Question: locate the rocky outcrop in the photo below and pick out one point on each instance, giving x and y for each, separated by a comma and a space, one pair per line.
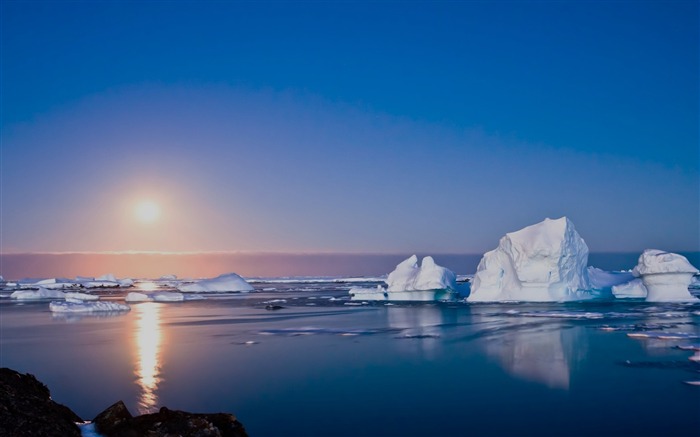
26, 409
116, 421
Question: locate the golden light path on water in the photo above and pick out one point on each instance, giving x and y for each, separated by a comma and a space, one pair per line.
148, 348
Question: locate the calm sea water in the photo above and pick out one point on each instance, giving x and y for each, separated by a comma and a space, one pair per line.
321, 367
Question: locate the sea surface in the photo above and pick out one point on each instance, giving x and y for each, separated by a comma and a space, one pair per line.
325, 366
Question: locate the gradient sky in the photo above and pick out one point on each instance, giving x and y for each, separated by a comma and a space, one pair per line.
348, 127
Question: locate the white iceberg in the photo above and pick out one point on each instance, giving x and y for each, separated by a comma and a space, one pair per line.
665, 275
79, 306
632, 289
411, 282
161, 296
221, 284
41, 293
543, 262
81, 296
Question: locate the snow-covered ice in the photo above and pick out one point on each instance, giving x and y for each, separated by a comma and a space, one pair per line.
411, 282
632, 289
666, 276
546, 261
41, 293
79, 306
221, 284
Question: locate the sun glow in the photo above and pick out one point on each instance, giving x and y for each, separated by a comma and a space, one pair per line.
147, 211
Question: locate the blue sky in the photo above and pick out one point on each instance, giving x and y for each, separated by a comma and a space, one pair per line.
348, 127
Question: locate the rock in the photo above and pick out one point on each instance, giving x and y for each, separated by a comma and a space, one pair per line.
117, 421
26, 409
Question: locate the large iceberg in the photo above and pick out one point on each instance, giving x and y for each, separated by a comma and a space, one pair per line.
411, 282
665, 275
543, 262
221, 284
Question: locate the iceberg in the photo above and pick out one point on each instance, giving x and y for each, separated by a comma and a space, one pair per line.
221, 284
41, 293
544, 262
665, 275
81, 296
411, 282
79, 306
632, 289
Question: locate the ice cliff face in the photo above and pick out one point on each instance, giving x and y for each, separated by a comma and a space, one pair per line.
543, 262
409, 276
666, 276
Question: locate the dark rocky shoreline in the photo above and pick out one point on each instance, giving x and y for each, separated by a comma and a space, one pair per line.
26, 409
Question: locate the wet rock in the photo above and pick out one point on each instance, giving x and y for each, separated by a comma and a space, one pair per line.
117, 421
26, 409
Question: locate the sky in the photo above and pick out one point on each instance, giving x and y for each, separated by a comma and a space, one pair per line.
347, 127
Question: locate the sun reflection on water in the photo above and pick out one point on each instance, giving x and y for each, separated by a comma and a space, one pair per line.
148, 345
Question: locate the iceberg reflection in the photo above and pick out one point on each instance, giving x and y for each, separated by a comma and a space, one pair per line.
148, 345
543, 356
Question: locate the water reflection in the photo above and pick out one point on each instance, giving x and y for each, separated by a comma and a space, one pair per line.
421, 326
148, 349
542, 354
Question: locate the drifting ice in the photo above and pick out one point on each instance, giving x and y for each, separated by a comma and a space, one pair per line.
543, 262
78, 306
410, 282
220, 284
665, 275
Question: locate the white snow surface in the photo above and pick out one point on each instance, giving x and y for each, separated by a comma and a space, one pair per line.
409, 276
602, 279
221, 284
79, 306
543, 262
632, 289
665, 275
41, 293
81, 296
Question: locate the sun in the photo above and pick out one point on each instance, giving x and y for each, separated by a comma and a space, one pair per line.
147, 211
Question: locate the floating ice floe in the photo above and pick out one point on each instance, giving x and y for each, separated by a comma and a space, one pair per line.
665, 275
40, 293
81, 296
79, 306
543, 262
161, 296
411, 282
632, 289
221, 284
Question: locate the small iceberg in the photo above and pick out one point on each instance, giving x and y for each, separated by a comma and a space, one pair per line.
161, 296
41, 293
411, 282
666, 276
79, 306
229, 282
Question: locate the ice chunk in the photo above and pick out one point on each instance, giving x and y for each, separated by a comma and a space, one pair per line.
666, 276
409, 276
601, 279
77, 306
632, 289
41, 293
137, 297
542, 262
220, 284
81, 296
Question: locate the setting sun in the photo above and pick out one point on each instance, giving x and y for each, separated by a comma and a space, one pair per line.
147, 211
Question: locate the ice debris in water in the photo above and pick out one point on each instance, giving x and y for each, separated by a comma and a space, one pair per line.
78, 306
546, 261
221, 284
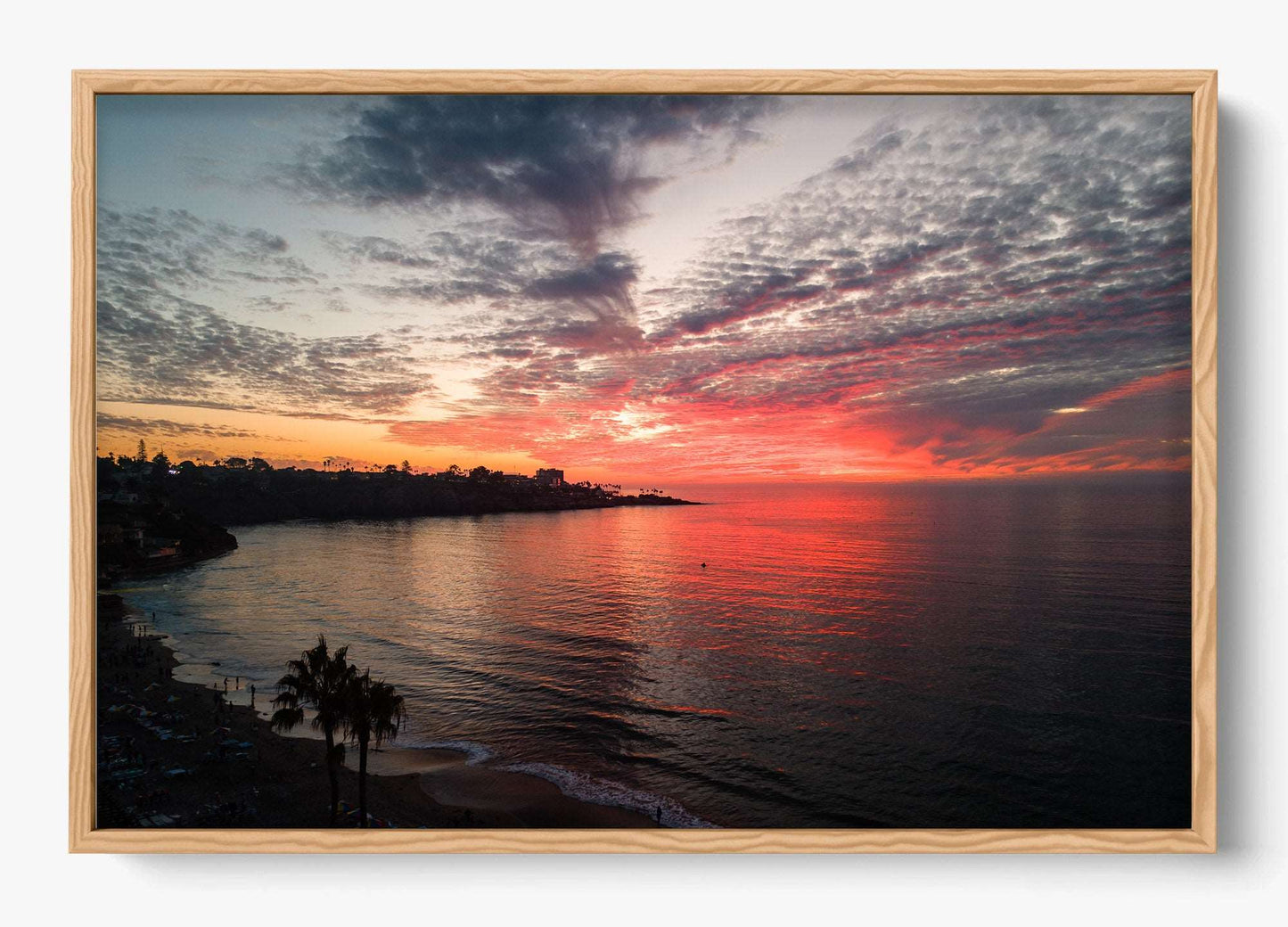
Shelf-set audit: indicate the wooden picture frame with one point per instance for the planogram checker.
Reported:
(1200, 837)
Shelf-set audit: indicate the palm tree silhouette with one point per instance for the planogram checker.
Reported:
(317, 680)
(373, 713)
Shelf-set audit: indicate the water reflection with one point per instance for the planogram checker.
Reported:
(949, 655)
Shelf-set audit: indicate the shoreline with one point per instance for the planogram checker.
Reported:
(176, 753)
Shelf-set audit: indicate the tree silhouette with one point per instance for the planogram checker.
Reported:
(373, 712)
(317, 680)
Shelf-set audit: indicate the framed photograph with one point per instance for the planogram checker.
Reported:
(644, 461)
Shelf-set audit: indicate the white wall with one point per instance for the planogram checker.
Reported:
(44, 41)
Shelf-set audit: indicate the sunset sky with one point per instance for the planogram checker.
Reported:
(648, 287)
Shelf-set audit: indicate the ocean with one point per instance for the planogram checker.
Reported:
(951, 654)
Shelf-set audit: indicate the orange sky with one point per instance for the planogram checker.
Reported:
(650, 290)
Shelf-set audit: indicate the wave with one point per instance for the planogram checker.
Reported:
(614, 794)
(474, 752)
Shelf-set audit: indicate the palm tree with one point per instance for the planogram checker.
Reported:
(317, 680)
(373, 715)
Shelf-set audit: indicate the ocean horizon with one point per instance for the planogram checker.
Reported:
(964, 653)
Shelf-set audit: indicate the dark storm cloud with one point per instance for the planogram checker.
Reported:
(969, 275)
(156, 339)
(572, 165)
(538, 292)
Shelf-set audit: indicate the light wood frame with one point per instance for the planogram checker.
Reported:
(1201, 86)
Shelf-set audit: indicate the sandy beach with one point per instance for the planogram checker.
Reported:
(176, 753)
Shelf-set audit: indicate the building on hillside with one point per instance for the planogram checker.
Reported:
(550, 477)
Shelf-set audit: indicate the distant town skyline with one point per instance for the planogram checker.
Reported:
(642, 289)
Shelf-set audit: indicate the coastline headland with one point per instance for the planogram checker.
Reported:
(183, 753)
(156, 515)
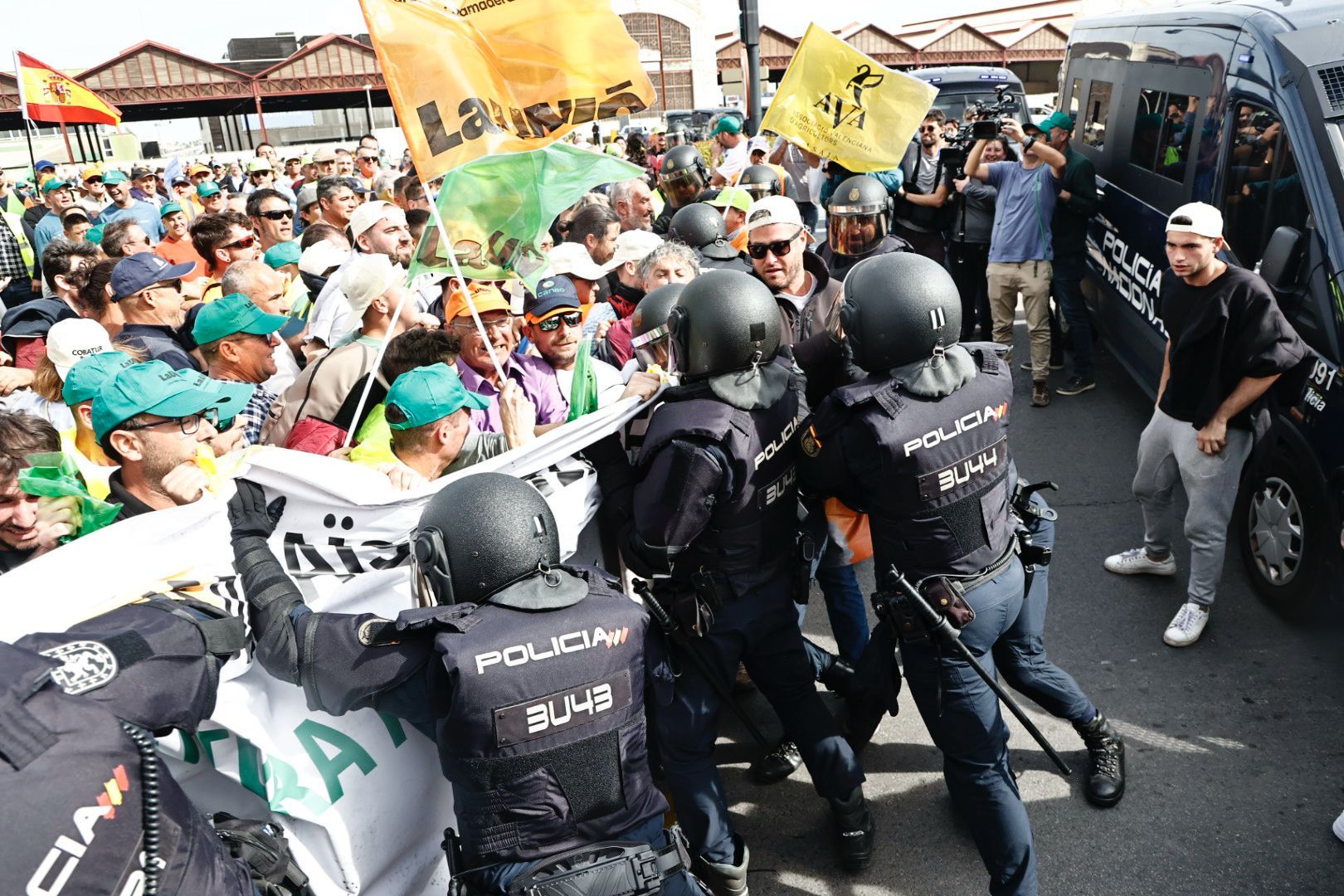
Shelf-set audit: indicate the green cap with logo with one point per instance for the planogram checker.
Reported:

> **WORK INSTRUCTIONS**:
Pictures in the data above should not be copied; transcribe everything else exactly.

> **FINISHED ANSWER**:
Question: locate the rocky outcrop in the photo below and pick out one point on each instance, giving x and y for each, separated by a comma and a space, one pair per line.
26, 409
116, 421
Question: locate the golden light path on water in the photo above and pick out one point on each instance, giving x and y for each, separated by a comma and a space, one pair per line.
148, 348
Question: locate the calm sea water in the photo above and pick out one point on each instance, giving x and y for each, separated by a comma and a space, one pair per line.
321, 367
Question: locate the sea surface in the photo above and pick out one point on each instance, giving x and y for each, separated by a comma and a space, one pair per line.
325, 366
Question: locate the gradient sky in the photo above and pick out one point on each instance, giving x and y for each, separated by a comma and a space, one pair per line.
348, 127
Question: locate the white iceberg in the photo above and pick out one point on each instance, giving x and y for each, separated by a comma and a space, one pair per line.
665, 275
79, 306
632, 289
411, 282
161, 296
221, 284
41, 293
543, 262
81, 296
Question: locate the snow-covered ice in the photo above and pick out one point on each instance, giving x and y for each, separated by a comma and a space, one pair per line.
411, 282
632, 289
666, 276
546, 261
41, 293
79, 306
221, 284
Question: locate the sun glow in the photo above and pick out one point on each instance, giving x and y for each, separated by a comma and a space, one pair per line.
147, 211
Question: locate the blue sky in the photo above and pick out one point on each instance, giving x and y for each, separated by a comma and a space, one pair per line.
348, 127
Question: locate the rock in the photo above and pick out one point on each instance, giving x and y for each, separated by a comma and a space, one pair per line.
117, 421
26, 409
Question: locate the large iceberg in the photo above and pick out one point on each instance, giving x and y for each, separated by a comma and a space, one pair per line.
411, 282
665, 275
543, 262
221, 284
Question: locate the iceberg in the photo above and pick out one point on each instance, giving x and y for each, separated by a comma and a space, one pair per line.
221, 284
41, 293
544, 262
665, 275
81, 296
411, 282
79, 306
632, 289
Question: locate the ice cliff face in the photo above and pick out one point on each instance, giving x and y for each, separated by a comma and a space, one pair per line.
543, 262
409, 276
666, 276
Question: locate the dark rocky shoreline in the photo above and pick out one point on each instance, giving x and y for each, separated by a comma and a space, one pair per line.
26, 409
Question: locate the wet rock in the photo above and pick out one point on each instance, giving x and y for each, separated by a comma and a space, one pair per line.
117, 421
26, 409
Question: locate the sky in the photo above and pick out one point on each instance, giving x and y for each, separated by a comma and a space, one pair per line.
347, 127
Question: locate the sun reflection on water in the photo above and pick out one point on each instance, giving x and y for each, separated by a comma and a space, one pair per line.
148, 345
Question: locate the iceberg reflection in the photo above and pick out one point on each instance, giving x and y for each, separated by a comma and a space, one pair per line.
148, 345
543, 356
Question: locate the water reflection in the photo above and pick out one point on each instance, giving x and y for each, separated by a comma and a space, one pair per line.
421, 326
148, 349
542, 354
Question: locate the drifting ice in the photo above and pick out one point on each instance, giving x and y for each, separated by a comma and a space, one pair per line.
543, 262
78, 306
410, 282
220, 284
665, 275
Question: locate the white snow surface in the photo above and pick out one point on each instance, giving x and y for each, separated by a comma and a space, one pair per line.
409, 276
602, 279
221, 284
79, 306
543, 262
632, 289
665, 275
41, 293
81, 296
Question: locate the sun in the photo above and pick out one point on each instance, giving x and y for each, separated by a comma and a space, one pair per line.
147, 211
Question: locate the floating ice floe in the photo above and pick out one point on each instance, giving x and y for each, separated by a comma and a space, one pair per line.
665, 275
40, 293
81, 296
79, 306
543, 262
161, 296
411, 282
632, 289
221, 284
Question: locate the small iceberg in the photo above and pick out one point on each instance, giving x and y for each, separated by a comma and a space, one pair per line.
161, 296
41, 293
411, 282
666, 276
79, 306
229, 282
Question: locate the ice chunk in the photo above and pick out one point on each instance, giving x and y for each, separated by a comma and a space, one pair per line.
666, 276
409, 276
601, 279
77, 306
632, 289
41, 293
137, 297
542, 262
220, 284
81, 296
Question: locate the setting sun in the photo above and pick out one point on each instance, giving x and y for each, separated by a comma and a space, one pair per line.
147, 211
Question: locate the ice debris in water in the photo above and pick out one point on each instance, giving x and y for each, separated by a comma and a space, one pair per line.
78, 306
546, 261
221, 284
Shelf-set audit: indicate the wooden picture frame with one point per instance for the planogram checker.
Reported:
(1200, 837)
Shelf-set audit: indicate the palm tree silhouette with one point per instance for the planogram checker.
Reported:
(317, 680)
(373, 713)
Shelf-set audit: indicate the water reflection with one point per instance for the planogram checker.
Reported:
(949, 655)
Shelf-set audit: indicate the shoreline with one point per instance for the planogram checker.
Reported:
(176, 753)
Shelf-set audit: indicate the tree silhouette with one point per instance for the planogram checker.
Reported:
(373, 712)
(317, 680)
Shelf-set audit: indicate the framed photograph with one point per instance for the planogram checker.
Reported:
(644, 461)
Shelf-set audit: indicate the white wall with one point per instance for the planogram checker.
Reported:
(44, 41)
Shelf-set audit: indicate the sunset sky with one point per instance for the planogram checker.
Reported:
(648, 287)
Shelf-set audit: indicate the ocean with one point per instance for the planogram checker.
Reported:
(951, 654)
Shelf-set audit: indicate the orange sky with one point per instance for the planogram checker.
Reported:
(650, 290)
Shelf-set audit: indicate the wave with one point per instance for the planogram checker.
Reported:
(614, 794)
(474, 752)
Shelf-set audit: indicate the palm tree with one point per instance for the planogram checker.
Reported:
(317, 680)
(373, 715)
Shelf-set audit: indicate the ocean horizon with one point per instance for the planogram checker.
Reported:
(964, 653)
Shelf-set audit: indicate the dark storm cloud with one point per instance for the planogram checker.
Reported:
(969, 275)
(156, 339)
(572, 165)
(538, 292)
Shelf-set audit: indicate the light wood frame with one point per instance for the planogram checker.
Reported:
(1201, 86)
Shelf-set audit: indicate the sandy beach with one point per instance for the planogram checker.
Reported:
(176, 753)
Shelf-set audit: indicate the building on hillside with one point per instance for the planogram checker.
Reported:
(550, 477)
Shelf-set audit: indicate the distant town skyline with one point per instance for the planogram checker.
Reported:
(642, 289)
Shelf-set audit: indicate the coastline headland with one point per instance for the planogram checker.
Reported:
(183, 753)
(156, 515)
Shelf-set audit: indicate the green cap with logo with one point per instance for the planogram checker.
Reported:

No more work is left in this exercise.